Every record that appears below should be transcribed exactly.

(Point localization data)
'''
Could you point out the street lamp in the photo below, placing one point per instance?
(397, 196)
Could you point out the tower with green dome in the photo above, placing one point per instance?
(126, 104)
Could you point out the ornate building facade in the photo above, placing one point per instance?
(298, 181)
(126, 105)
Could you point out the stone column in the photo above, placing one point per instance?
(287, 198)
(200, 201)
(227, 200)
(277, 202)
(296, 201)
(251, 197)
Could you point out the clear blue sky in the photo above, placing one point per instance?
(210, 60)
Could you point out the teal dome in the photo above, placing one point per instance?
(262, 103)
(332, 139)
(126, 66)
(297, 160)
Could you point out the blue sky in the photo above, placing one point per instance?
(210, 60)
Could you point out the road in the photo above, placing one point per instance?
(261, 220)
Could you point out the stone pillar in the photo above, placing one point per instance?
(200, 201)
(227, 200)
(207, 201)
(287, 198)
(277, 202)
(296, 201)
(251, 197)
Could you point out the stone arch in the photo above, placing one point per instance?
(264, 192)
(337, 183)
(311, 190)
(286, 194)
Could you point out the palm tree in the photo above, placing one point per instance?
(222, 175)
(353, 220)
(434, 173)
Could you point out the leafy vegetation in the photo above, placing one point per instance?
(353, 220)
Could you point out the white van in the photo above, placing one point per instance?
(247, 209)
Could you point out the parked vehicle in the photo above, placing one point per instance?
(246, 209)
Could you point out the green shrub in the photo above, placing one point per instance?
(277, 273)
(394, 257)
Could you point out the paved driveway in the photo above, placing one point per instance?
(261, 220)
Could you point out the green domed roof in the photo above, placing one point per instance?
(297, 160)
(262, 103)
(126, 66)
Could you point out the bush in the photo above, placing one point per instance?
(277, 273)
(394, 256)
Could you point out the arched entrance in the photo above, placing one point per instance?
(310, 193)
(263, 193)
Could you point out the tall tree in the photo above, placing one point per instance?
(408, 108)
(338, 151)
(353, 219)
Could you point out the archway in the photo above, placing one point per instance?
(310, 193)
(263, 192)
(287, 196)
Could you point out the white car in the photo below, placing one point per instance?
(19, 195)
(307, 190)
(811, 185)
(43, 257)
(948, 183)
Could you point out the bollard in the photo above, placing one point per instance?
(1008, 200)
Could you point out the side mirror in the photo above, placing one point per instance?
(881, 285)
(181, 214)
'''
Your response.
Could you point out the street lamp in the photo below, placing one point per instance?
(397, 196)
Could you point out the tower with green dome in the photo above, placing one point per instance?
(126, 104)
Could you point out the ornate building facade in the photo above, placing one point per instance?
(298, 181)
(126, 105)
Could you point out the stone column in the photo above, placing one point per instance?
(287, 198)
(200, 201)
(227, 200)
(277, 202)
(296, 201)
(251, 197)
Could you point out the clear blue sky in the photo above, placing one point per instance?
(210, 60)
Could you point out the teal dome in the photo above, placing one point per instance?
(262, 103)
(332, 139)
(126, 66)
(297, 160)
Could you point out the blue sky in the photo above, placing one point per instance?
(210, 60)
Could you point out the road in the photo above, placing one point per instance?
(261, 220)
Could you point out the stone pillar in the photo above, placing one point per instance?
(200, 201)
(227, 200)
(207, 201)
(287, 198)
(277, 202)
(296, 201)
(251, 197)
Could you point out the stone arch in the photo above, placing one point per instance?
(264, 192)
(337, 183)
(311, 190)
(286, 194)
Could you point out the palm tree in the photo above, placing one point per instance?
(222, 175)
(353, 220)
(434, 173)
Could you point out the leafy vegetation in the photo above, placing one point per instance?
(353, 220)
Could you point out the white van in the photo above, placing one point per instance?
(247, 209)
Could you point out the parked vehicle in the photo above, placing one point per instance?
(246, 209)
Could you point out the green shrub in the photo above, placing one point per instance?
(277, 273)
(394, 257)
Could you point out the paved driveway in the photo above, placing one point per instance?
(261, 220)
Could you point out the green domed roof in the photo above, placing one point per instance?
(297, 160)
(262, 103)
(126, 66)
Could you point out the bush in the photo above, placing one point per instance?
(277, 273)
(394, 256)
Could you point out the arched entrance in the photo above, placing one point per instance?
(310, 193)
(263, 193)
Could you point out the tall tree in the photo above, placing one point per instance?
(408, 108)
(338, 151)
(353, 219)
Could you point out the archway in the photo above, placing one point per instance?
(310, 193)
(263, 192)
(287, 196)
Could you point out the white car in the photo below, placing one point per instance?
(19, 195)
(307, 190)
(811, 185)
(43, 257)
(948, 183)
Could you point out the bollard in the photo above, placing one point per instance?
(1008, 200)
Could you point out the side mirror in the photo above, placing one point per instance?
(881, 285)
(181, 214)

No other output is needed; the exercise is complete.